___ Supplied data ___

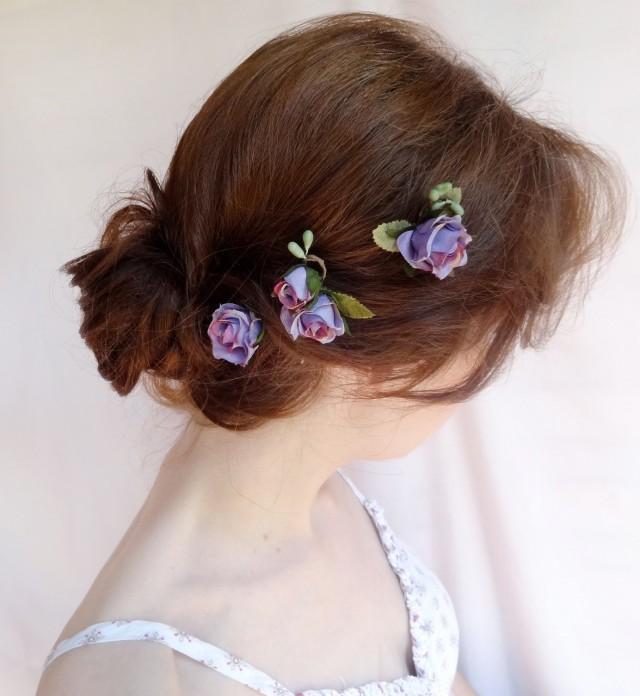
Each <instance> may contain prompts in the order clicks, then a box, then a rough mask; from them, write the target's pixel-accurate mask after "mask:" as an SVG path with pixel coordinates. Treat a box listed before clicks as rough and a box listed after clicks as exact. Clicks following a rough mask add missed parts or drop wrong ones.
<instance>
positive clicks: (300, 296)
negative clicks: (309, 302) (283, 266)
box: [273, 266, 313, 310]
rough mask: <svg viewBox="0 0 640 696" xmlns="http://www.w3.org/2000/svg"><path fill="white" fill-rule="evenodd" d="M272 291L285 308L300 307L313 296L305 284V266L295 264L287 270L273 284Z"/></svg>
mask: <svg viewBox="0 0 640 696" xmlns="http://www.w3.org/2000/svg"><path fill="white" fill-rule="evenodd" d="M273 293H274V295H275V296H276V297H277V298H278V299H279V300H280V302H281V303H282V304H283V306H284V307H286V308H287V309H291V310H296V309H300V308H301V307H302V306H303V305H305V304H306V303H307V302H308V301H309V300H310V299H311V297H312V296H313V293H312V292H311V290H309V287H308V286H307V269H306V267H305V266H296V267H295V268H294V269H292V270H291V271H289V273H287V275H286V276H284V278H282V280H279V281H278V282H277V283H276V284H275V285H274V286H273Z"/></svg>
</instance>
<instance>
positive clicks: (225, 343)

___

Each record above is to be written out exactly; the pictures are not.

Finished exercise
Each <instance> may contain prompts in the order clicks, then a box, then a rough mask; from them, write the target's pixel-accurate mask after "mask:" as an SVG path with pixel coordinates. Treat a box listed before clicks as rough and a box listed after clicks as exact. Clicks following a rough mask add missed parts or drop wrong ones.
<instance>
positive clicks: (300, 296)
negative clicks: (309, 302) (283, 266)
box: [273, 266, 313, 310]
rough mask: <svg viewBox="0 0 640 696" xmlns="http://www.w3.org/2000/svg"><path fill="white" fill-rule="evenodd" d="M272 291L285 308L300 307L313 296L305 284V266L295 264L287 270L273 284Z"/></svg>
mask: <svg viewBox="0 0 640 696" xmlns="http://www.w3.org/2000/svg"><path fill="white" fill-rule="evenodd" d="M273 293H274V295H275V296H276V297H277V298H278V299H279V300H280V302H281V303H282V304H283V306H284V307H286V308H287V309H291V310H296V309H300V308H301V307H302V306H303V305H305V304H306V303H307V302H308V301H309V300H310V299H311V297H312V296H313V293H312V292H311V290H309V287H308V286H307V269H306V267H305V266H296V267H295V268H294V269H292V270H291V271H289V273H287V275H286V276H284V278H282V280H279V281H278V282H277V283H276V284H275V285H274V286H273Z"/></svg>
</instance>
<instance>
positive clicks: (225, 343)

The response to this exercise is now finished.